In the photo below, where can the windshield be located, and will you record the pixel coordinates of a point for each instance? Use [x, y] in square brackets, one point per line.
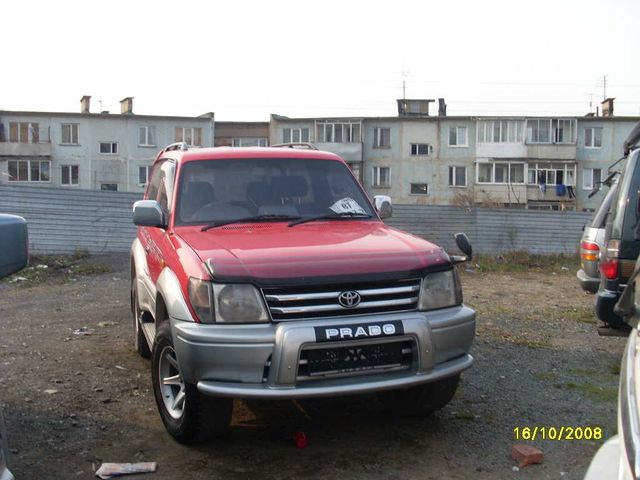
[214, 191]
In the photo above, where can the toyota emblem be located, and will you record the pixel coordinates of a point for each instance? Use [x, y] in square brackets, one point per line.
[349, 299]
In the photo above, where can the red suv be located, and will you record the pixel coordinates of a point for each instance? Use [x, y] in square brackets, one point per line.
[268, 273]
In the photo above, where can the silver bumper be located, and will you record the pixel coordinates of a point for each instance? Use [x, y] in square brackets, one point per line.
[261, 361]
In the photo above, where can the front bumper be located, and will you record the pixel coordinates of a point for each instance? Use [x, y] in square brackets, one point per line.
[607, 462]
[262, 361]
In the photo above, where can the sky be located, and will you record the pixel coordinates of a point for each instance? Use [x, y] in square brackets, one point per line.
[247, 59]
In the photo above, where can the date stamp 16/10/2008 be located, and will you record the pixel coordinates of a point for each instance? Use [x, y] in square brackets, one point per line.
[561, 432]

Exercise directions: Rewrite every line of the records above as a JSON list of strings, one string per line, omitting blank lines and leaving out the picture.

Task answer:
[
  "In the photo below, where can the windshield be located, and will you record the pixel coordinates of a point for each instance? Use [x, y] in square brackets, one point per line.",
  "[214, 191]",
  "In the photo above, where can the toyota emblem be located, and will you record the pixel coordinates of a point for each instance? Use [x, y] in square brackets, one point per line.",
  "[349, 299]",
  "In the photo above, where can the red suv be located, and will you record the pixel coordinates of a point for each instance? Use [x, y] in square brackets, one point per line.",
  "[268, 273]",
  "In the photo above, where can the silver bumper be located, and will you record the pixel coordinates of a point for each instance? Use [x, y] in square brackets, one point per line.",
  "[261, 361]",
  "In the photo above, where can the front bumper be located, and will you record the pixel coordinates of a point for each instance? Use [x, y] in square brackets, one point per line.",
  "[607, 462]",
  "[262, 361]",
  "In the photo above, where can the sky be located, and will you record the pixel coordinates of a point for each instance? Use [x, y] in square brackets, one point per line.",
  "[247, 59]",
  "In the photo above, where can the date stamp 16/10/2008 be located, and will you record the pixel coordinates of a point for each instance? Use [x, y] in square brackets, one point per line.",
  "[561, 432]"
]